Start of READING TEXT

Ani DiFranco

Sharps & Flats is a daily music review in Salon Magazine

Published February 20, 1998 8:00PM (EST)

Sick of the road, the media and the pedestals she is put on, Ani DiFranco sounds like she's tired of defending herself. Her latest release, "Little Plastic Castle," oozes with so much weariness, you can almost hear the sighs between the lines. While the anger that fueled earlier, edgier works like "Not a Pretty Girl" is still palpable -- as always, her lyrics are whip-smart and dead on -- her gumption, her fierce guitar riffs and growling vocals are more subdued. Exhaustion and frustration have tempered her sting.

End of READING TEXT
Start of RECORDED DATA

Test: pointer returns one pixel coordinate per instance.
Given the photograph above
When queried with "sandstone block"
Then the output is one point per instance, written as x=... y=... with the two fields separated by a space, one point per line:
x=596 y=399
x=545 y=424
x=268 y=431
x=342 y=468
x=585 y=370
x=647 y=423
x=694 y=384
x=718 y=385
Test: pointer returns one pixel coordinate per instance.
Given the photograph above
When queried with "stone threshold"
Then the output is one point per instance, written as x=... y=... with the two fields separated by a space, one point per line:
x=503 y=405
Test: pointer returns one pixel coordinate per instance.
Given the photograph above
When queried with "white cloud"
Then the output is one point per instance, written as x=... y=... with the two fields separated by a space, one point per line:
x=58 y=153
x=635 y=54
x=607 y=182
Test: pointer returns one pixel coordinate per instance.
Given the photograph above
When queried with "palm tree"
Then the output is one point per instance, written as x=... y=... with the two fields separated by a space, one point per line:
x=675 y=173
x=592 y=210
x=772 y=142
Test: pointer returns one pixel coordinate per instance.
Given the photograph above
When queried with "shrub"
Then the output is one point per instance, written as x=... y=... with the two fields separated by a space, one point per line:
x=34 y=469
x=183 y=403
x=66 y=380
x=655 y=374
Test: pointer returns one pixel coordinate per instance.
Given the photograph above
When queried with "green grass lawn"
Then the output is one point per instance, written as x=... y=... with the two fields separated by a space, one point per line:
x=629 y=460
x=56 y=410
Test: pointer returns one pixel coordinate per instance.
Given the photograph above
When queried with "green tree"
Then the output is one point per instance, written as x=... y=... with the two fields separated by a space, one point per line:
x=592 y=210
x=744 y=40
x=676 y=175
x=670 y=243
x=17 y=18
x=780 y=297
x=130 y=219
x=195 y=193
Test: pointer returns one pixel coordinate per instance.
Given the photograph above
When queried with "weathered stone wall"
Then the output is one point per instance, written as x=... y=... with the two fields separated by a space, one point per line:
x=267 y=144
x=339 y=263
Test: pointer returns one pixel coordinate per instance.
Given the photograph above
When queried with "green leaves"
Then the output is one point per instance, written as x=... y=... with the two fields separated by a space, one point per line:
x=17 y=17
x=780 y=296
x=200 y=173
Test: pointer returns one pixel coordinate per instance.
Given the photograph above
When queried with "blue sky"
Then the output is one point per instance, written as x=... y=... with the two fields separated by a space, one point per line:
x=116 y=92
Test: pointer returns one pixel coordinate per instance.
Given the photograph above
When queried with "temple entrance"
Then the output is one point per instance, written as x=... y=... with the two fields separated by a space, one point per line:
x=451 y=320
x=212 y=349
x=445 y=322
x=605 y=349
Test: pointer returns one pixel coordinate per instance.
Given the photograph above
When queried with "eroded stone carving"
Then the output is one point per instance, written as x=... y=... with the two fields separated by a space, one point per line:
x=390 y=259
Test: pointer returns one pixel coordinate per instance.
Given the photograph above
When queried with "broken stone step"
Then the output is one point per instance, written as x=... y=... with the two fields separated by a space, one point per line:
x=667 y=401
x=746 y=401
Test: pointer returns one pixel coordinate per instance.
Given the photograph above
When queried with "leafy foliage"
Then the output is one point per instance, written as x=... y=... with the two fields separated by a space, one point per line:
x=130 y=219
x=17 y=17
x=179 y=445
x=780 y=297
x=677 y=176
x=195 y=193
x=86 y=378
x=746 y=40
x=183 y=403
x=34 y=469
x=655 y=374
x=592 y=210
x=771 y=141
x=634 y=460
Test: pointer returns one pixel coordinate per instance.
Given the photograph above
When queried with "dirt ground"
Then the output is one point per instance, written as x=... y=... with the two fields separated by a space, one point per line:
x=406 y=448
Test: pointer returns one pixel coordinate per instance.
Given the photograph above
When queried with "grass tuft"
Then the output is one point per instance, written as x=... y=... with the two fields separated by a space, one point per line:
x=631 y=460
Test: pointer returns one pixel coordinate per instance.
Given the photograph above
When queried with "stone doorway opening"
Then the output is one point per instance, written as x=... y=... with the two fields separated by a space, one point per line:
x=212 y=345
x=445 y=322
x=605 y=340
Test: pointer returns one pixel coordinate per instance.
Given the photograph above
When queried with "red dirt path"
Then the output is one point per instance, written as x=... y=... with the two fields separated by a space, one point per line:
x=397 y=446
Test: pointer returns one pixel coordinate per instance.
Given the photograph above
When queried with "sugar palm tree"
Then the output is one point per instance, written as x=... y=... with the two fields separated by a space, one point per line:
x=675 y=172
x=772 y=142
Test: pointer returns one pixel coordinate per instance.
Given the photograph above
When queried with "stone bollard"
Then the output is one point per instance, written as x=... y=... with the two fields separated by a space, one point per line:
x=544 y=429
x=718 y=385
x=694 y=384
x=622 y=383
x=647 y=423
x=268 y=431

End of RECORDED DATA

ASSIGNMENT 1
Decide whether each statement agrees with the Ani DiFranco review. Answer yes or no, quoting the words of the review that settle it.
(a) The review says DiFranco's lyrics are more subdued on this release.
(b) The review was published in February 1998.
(c) "Not a Pretty Girl" is named as her latest release.
ASSIGNMENT 2
Write the next paragraph of the Ani DiFranco review, picking up after its final sentence.
None of the items above are used in what comes next.

FINAL ANSWER 1
(a) No: "her lyrics are whip-smart and dead on -- her gumption, her fierce guitar riffs and growling vocals are more subdued"
(b) Yes: "Published February 20, 1998 8:00PM (EST)"
(c) No: "Her latest release, "Little Plastic Castle,""

FINAL ANSWER 2
"I teeter between tired and really, really tired," she sings on "Swan Dive," a song about the treachery of fame and the weight of people's expectations. "If you think you know what I'm doing wrong, you're gonna have to get in line." It's a stark song, one in which DiFranco compares the outside world to "shark-infested waters," but DiFranco manages to transform it into a hopeful, if bizarre, declaration: "I am the queen of my own compost heap, and I'm getting used to the smell." This is not the raucous defiance that DiFranco spouted just a few years ago on songs like "The Million You Never Made" ("I may not be able to change the whole fucking world/but I can be the million that you never made"), but then a lot has changed since then. Now that she's firmly entrenched in the mainstream (she has recently graced the pages of Spin, Rolling Stone, Ms., Swing, the New York Times and CMJ, among other publications), DiFranco can no longer wrestle with the weighty topics of love and politics alone -- she must also tend to the fires of fame. "Life just keeps getting harder," she sings on "Glass House," "and it just keeps getting harder to hide."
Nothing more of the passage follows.